■ **Job**
Restate the records in their entirety, word for word.

===============

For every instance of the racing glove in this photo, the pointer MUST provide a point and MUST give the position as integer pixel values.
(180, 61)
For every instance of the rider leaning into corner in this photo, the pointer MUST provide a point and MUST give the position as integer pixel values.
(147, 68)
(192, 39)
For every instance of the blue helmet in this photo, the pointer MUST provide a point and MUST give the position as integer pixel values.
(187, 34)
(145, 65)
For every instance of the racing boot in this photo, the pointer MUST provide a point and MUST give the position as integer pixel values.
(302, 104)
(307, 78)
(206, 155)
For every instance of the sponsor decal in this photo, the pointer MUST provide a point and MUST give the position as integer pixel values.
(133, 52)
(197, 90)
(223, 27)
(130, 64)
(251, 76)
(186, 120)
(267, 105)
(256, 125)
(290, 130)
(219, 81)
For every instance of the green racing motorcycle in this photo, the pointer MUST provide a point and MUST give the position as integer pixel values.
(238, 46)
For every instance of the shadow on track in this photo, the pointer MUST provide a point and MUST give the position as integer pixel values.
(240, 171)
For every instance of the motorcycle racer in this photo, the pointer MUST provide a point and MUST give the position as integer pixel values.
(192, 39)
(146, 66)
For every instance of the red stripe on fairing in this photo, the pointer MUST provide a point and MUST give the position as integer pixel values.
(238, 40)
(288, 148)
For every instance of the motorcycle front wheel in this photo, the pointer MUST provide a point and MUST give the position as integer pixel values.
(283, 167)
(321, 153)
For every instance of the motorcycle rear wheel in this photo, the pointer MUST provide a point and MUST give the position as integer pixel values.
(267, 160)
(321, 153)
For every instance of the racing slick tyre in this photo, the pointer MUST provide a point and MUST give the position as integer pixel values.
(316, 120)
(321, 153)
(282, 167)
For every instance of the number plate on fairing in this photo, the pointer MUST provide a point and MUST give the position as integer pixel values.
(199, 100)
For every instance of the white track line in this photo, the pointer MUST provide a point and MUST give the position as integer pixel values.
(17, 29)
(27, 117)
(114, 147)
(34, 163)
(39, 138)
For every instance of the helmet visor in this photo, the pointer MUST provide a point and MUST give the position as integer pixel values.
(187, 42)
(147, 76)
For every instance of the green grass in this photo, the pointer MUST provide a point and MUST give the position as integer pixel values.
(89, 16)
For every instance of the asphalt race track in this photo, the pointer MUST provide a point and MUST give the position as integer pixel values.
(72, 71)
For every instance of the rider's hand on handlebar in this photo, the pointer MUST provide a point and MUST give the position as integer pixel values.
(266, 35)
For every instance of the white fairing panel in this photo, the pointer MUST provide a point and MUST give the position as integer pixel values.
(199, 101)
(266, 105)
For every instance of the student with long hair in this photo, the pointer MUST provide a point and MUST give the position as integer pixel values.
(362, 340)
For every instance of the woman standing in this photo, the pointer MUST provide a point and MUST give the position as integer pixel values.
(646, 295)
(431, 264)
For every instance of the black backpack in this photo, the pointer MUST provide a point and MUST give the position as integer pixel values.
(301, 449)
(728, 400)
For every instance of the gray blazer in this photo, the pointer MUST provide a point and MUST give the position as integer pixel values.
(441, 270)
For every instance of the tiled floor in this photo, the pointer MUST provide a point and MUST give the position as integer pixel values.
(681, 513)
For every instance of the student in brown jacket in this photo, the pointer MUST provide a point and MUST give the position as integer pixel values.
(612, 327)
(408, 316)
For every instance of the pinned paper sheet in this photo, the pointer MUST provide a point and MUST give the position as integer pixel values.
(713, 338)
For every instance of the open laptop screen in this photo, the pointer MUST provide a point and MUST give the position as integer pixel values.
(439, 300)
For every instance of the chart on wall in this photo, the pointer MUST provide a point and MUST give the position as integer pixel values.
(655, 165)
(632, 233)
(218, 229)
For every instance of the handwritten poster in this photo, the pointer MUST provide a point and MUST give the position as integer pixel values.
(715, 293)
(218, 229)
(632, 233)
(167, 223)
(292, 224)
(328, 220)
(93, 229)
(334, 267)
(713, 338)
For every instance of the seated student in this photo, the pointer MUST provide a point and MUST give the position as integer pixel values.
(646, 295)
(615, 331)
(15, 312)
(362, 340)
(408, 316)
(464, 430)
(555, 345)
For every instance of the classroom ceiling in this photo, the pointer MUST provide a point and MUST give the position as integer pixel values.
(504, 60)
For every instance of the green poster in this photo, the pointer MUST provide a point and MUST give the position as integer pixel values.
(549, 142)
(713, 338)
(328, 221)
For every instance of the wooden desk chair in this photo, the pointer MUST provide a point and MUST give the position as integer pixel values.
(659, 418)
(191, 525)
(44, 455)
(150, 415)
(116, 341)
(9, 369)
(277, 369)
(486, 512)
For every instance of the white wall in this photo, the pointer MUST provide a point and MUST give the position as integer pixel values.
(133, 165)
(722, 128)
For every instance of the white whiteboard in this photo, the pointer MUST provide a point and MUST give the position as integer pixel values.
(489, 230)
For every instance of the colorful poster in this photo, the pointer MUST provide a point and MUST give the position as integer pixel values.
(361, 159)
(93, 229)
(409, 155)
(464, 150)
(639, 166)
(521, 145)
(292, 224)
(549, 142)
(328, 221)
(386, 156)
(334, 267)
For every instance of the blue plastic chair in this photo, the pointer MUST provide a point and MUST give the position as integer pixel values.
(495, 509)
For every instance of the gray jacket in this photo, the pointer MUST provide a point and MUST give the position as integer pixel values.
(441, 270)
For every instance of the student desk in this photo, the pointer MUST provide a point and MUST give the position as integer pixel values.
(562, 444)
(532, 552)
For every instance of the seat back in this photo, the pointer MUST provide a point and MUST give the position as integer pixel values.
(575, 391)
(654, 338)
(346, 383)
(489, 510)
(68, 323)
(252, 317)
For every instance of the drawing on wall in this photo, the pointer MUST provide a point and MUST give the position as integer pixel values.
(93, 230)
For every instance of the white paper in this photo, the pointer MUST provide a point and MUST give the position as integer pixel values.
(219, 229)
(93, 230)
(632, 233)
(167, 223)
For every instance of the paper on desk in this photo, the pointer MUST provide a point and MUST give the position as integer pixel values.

===============

■ **Written response**
For every instance of the racing glove in this photo, the pointer MUST provide a point and MUST give the position as integer pixel values.
(180, 61)
For every instance of the rider leaning into corner in this photo, the pointer MUST provide a point and MUST give the position as integer pixel values.
(147, 68)
(192, 39)
For every instance of the blue helmet in this photo, the pointer MUST provide a point and MUST give the position as integer pixel values.
(187, 34)
(145, 65)
For every instance of the racing boot in this photo, the pointer MUST provide a point and MUST give the position as integer pixel values.
(302, 104)
(307, 78)
(206, 155)
For every instance of the sponsor decal in this photo, the pointer MUST provide a point and MUST give the position as integer pixel values.
(133, 52)
(197, 90)
(223, 27)
(130, 64)
(251, 76)
(186, 120)
(267, 105)
(256, 125)
(290, 130)
(219, 81)
For every instance of the green racing motorcycle in this photo, the pointer MUST provide a point and MUST give the position as integer pixel values.
(238, 46)
For every instance of the shadow on track in this photo, the pointer MUST provide a point and MUST give the position as integer pixel values.
(240, 171)
For every instance of the motorcycle racer in this photo, the pointer MUST provide a point and MUST give the position as integer pixel values.
(192, 39)
(146, 66)
For every instance of the red stripe on fairing in this photo, the pointer MUST provide a point and MUST give the position as integer pixel values.
(238, 40)
(288, 148)
For every instance of the motorcycle front wheel in this photo, the pointer MUST provide a point and MUST give the position as integer pixel values.
(283, 167)
(321, 153)
For every instance of the motorcycle rear wheel in this photo, the pointer MUST provide a point and MUST give the position as integer pixel values.
(267, 160)
(321, 153)
For every instance of the racing slick tyre in this photo, the pointer MUST provide a point and MUST give the position as integer pixel values.
(316, 120)
(321, 153)
(282, 167)
For every instance of the number plate on fairing in this photo, the pointer MUST provide a point and MUST give the position as integer pixel values.
(199, 100)
For every instance of the white track line in this photo, the pointer MUST provide a point and MUST give the position as integer pixel values.
(17, 29)
(27, 117)
(114, 147)
(34, 163)
(39, 138)
For every instance of the helmet visor in this photo, the pointer MUST provide a point and MUST give the position as integer pixel values.
(187, 42)
(147, 76)
For every instance of the green grass in this photo, the pointer MUST provide a point and MUST give the position as integer pixel values.
(89, 16)
For every instance of the asphalt race track in this photo, the pointer MUST provide a point and MUST give the position as integer pixel values.
(72, 71)
For every instance of the rider's hand on handlebar in this photo, the pointer MUST provide a point and MUST give the position as integer pixel values.
(266, 35)
For every instance of the white fairing panel in this photo, the pointer MUST provide a point and MUST give the position as integer pixel values.
(199, 101)
(266, 105)
For every instance of the student with long hair in this photo, the pointer MUST provide a point and MUST give the position as integer pixel values.
(362, 340)
For every instance of the woman standing in this photo, the pointer MUST provide a point and MUST give the position as integer pixel values.
(646, 295)
(431, 264)
For every instance of the black backpack in this photo, the pointer MUST provide a point and MUST give the position as integer pixel values.
(301, 449)
(728, 400)
For every instance of the gray blazer in this photo, the pointer MUST provide a point and MUST give the position as integer pixel values.
(441, 270)
For every instance of the tiled floor in this photo, the pointer MUST provide a point and MUST give the position as integer pixel values.
(681, 513)
For every instance of the student in brown jacket in this photo, the pointer MUST provide a point and MUST give the position as integer pixel values.
(612, 327)
(408, 316)
For every instance of the pinned paper sheet in this photo, the pointer MUST provide a point and MUST give the position as integer pixel values.
(713, 338)
For every instance of the open laptop screen in this photo, the pointer MUST provide a point and MUST give the position as integer pixel values.
(439, 300)
For every instance of the chart on wall in this photo, the pointer MUST provide a point and MUST give the position as integer pixel values.
(655, 165)
(632, 233)
(218, 229)
For every instance of the handwritten poster in this photo, the pointer MUST provide a point and MUST give the position as integer pixel values.
(715, 293)
(218, 229)
(632, 233)
(167, 223)
(292, 224)
(328, 220)
(93, 229)
(334, 267)
(713, 338)
For every instance of the seated student in this photo, the pointer MUST provide a point and MUST give the position as integer pixel values.
(646, 295)
(615, 331)
(15, 312)
(362, 340)
(408, 316)
(464, 430)
(555, 345)
For every instance of the classroom ceiling in this photo, the pointer MUST provide a point and MUST give the position as integer pixel values.
(504, 60)
For every instance of the green poster in this photo, the pointer MUST provide a point and MUST give the position as integer pixel values.
(549, 142)
(713, 338)
(328, 221)
For every instance of the wooden desk chair in this photo, the pointer MUST provide a point and MUST give the position as integer pixel values.
(659, 418)
(191, 525)
(44, 455)
(150, 415)
(116, 341)
(9, 369)
(277, 369)
(486, 512)
For every instance of the white wall in this photo, the pointer MUST provide a point and MUST give the position as integer pixel values.
(133, 165)
(722, 128)
For every instance of the white whiteboard in this photo, the pointer MUST provide a point and MUST give the position as integer pixel values.
(489, 230)
For every instance of the colorful poster in this photo, the pointer MUST provide a point and MUST give the position as integer pixel values.
(361, 159)
(93, 229)
(409, 155)
(464, 150)
(639, 166)
(521, 145)
(292, 224)
(549, 142)
(328, 221)
(386, 156)
(334, 267)
For every instance of the blue plastic chair in this photo, the pointer MUST provide a point and MUST give the position as integer pixel values.
(495, 509)
For every instance of the gray jacket in this photo, the pointer MUST provide a point and MUST give the position as integer pixel values.
(441, 270)
For every instance of the student desk in this photo, the pointer MUST provide a point and MUST give the position as integer pixel values.
(562, 444)
(532, 552)
For every instance of the seat back in this photo, the pointer MUST provide a point and MUST give the position as integer pixel values.
(575, 391)
(654, 338)
(346, 383)
(489, 510)
(68, 323)
(252, 317)
For every instance of the drawing on wall in this photo, the pointer MUST provide a point and MUST give the position as integer pixel values.
(93, 230)
For every instance of the white paper in this photo, the pointer MUST provide a point and MUST give the position as integer pixel values.
(219, 229)
(93, 230)
(632, 233)
(167, 223)
For every instance of the paper on desk in this photo, the pointer MUST provide a point and MUST give the position as integer pixel values.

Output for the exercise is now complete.